Entrées de placement de points:
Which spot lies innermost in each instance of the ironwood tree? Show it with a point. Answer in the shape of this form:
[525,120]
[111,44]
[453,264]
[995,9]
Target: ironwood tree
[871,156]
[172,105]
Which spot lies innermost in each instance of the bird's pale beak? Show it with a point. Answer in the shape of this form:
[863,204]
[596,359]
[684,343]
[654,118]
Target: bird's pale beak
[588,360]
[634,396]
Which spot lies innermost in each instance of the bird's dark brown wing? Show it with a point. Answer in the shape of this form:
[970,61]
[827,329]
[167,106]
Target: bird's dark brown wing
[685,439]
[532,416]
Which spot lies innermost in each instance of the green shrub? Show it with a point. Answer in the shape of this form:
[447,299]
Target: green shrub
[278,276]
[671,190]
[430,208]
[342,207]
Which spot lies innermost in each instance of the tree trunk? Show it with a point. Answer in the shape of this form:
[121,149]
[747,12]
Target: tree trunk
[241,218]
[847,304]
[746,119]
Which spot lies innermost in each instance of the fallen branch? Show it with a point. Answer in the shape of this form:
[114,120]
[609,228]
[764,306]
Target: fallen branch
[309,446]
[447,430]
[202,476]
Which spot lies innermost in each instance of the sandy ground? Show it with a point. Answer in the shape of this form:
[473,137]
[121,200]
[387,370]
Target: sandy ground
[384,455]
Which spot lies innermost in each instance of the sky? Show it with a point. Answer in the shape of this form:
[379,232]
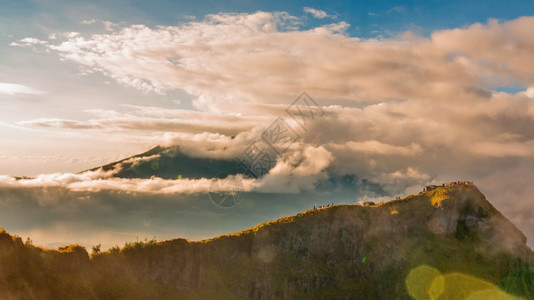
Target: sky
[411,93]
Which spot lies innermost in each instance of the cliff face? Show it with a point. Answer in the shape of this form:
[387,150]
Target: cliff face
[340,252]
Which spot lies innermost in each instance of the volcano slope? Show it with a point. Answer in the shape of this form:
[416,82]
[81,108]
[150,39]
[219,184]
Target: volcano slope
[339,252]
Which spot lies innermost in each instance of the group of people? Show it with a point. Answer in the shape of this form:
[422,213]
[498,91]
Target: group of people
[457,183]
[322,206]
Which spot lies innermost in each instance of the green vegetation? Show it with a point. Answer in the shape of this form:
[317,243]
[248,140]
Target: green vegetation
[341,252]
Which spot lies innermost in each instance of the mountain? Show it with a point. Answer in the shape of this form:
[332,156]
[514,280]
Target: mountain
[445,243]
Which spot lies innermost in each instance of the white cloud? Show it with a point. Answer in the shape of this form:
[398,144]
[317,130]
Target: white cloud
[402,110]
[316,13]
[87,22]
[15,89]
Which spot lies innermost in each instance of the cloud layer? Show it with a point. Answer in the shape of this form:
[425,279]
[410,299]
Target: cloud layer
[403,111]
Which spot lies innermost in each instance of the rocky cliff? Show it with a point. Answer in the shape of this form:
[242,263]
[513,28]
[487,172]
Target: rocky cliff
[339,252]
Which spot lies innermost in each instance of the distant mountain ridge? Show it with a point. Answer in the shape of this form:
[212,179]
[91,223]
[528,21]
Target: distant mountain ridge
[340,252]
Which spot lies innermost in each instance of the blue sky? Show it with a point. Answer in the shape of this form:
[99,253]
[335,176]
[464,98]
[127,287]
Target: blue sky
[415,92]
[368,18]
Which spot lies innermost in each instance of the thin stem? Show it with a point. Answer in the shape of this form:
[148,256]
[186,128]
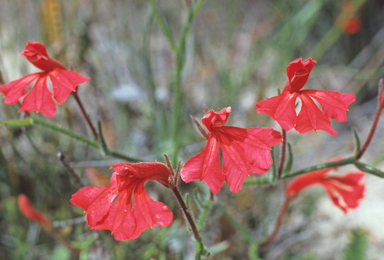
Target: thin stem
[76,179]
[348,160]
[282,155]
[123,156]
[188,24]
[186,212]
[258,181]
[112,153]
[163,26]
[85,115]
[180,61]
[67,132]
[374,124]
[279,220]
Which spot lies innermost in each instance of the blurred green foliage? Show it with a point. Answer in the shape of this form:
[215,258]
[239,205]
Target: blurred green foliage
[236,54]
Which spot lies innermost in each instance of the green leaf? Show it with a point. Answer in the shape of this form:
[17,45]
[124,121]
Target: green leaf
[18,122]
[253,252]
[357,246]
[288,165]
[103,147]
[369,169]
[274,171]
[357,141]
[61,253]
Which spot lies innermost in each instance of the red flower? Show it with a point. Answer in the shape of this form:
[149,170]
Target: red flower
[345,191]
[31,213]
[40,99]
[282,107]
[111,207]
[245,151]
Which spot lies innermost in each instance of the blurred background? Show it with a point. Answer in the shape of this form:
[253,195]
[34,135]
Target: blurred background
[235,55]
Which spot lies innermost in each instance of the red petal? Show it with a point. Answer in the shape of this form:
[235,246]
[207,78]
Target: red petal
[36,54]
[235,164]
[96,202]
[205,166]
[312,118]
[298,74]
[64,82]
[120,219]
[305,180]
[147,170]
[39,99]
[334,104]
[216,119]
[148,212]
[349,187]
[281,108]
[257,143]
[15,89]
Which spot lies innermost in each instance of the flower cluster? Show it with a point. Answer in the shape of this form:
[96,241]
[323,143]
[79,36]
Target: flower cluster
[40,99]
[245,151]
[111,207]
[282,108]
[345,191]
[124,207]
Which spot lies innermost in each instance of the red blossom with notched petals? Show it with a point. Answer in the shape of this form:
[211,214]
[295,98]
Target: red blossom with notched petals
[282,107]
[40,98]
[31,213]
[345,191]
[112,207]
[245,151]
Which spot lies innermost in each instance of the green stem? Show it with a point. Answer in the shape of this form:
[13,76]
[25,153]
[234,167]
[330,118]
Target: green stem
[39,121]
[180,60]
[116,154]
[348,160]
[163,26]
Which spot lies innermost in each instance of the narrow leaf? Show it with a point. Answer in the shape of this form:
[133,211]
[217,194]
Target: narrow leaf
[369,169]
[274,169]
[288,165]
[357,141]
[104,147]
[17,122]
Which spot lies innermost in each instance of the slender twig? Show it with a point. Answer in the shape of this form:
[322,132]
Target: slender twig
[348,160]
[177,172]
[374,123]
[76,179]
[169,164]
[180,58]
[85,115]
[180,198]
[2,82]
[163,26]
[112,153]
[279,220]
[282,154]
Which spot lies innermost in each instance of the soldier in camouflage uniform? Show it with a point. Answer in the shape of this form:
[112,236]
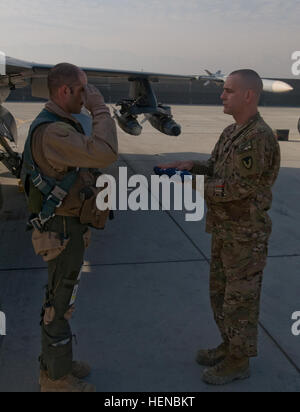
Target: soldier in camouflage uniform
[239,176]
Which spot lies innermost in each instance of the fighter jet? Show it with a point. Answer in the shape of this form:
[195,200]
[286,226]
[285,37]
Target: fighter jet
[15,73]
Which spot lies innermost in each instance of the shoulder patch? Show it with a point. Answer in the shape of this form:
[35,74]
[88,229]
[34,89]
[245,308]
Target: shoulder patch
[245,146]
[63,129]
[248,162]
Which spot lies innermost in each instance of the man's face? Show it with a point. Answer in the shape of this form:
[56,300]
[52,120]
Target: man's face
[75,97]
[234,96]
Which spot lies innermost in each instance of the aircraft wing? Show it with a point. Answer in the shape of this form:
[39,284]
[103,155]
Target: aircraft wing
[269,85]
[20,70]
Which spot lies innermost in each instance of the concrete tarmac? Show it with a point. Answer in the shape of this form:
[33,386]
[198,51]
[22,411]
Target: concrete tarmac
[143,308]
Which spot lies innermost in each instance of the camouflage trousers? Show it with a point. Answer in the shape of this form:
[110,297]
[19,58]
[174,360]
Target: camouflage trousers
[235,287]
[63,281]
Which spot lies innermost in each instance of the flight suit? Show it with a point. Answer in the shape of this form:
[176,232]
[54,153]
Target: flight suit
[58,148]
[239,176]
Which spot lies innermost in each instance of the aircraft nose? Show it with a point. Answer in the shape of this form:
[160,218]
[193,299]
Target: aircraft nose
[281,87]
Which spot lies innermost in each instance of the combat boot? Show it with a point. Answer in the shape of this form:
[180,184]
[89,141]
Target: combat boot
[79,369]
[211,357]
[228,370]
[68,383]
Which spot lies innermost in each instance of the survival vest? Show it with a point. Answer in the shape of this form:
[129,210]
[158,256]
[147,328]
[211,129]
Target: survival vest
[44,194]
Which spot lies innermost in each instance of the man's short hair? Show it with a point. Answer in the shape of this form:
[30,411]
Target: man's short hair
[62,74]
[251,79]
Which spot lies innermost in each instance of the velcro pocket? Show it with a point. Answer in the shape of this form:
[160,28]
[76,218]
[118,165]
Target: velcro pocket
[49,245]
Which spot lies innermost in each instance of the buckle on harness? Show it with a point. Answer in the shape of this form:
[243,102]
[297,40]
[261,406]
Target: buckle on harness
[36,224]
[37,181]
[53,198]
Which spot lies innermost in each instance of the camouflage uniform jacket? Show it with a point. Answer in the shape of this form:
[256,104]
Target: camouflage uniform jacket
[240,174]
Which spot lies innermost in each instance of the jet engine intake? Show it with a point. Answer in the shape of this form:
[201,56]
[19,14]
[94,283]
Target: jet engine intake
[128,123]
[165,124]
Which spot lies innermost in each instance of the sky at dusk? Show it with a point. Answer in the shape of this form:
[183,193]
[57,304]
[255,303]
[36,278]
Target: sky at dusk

**Consigne**.
Extrayez sans aucune modification le passage des entrées qui débute à la ligne contenant « Which spot lies innermost in each instance of the combat » et s'étend jusqu'à la fin des entrées, ces deux limites incluses.

**Réponse attendue**.
Which spot lies innermost in each instance of the combat boot? Show it with a point. Answer in the shape of this form:
[180,184]
[89,141]
Target: combat boot
[79,369]
[211,357]
[228,370]
[68,383]
Which spot lies innermost in each instance of the survival vest? Show it with a point. Answer in the shape of this form:
[129,210]
[158,256]
[147,328]
[211,129]
Target: survival vest
[44,194]
Which spot lies innermost in each instance of the man's short hair? Show it with a point. Answer in the shape of this form:
[30,411]
Target: man's short hair
[62,74]
[251,79]
Which spot lies innermost in each instance of the velcro pocket? Show it with a point. Answer in the shape of this form:
[160,28]
[76,218]
[118,165]
Target: velcro pocket
[49,245]
Which spot lies innermost in each instance of the buckle on harness? Show it with a point. Answer in the shape of this form:
[243,102]
[297,40]
[261,406]
Target: buckle on harness
[36,224]
[37,181]
[53,198]
Which spot lies innermost in each instance of the camouflage uniform jacket? Show it with a point. Answer in the shape of this form:
[256,104]
Target: camouflage uniform jacket
[240,174]
Which spot lies innermost in each instance of the jet engine intake? Show it with a point. Answer in the shape of this form:
[201,56]
[19,14]
[94,283]
Target: jet engine intake
[128,123]
[165,124]
Which spot lies innermost in each instance of the sky at dusk? Show it with a point. Answer in the shape of this form:
[183,193]
[57,304]
[255,303]
[36,278]
Target: sky at dusk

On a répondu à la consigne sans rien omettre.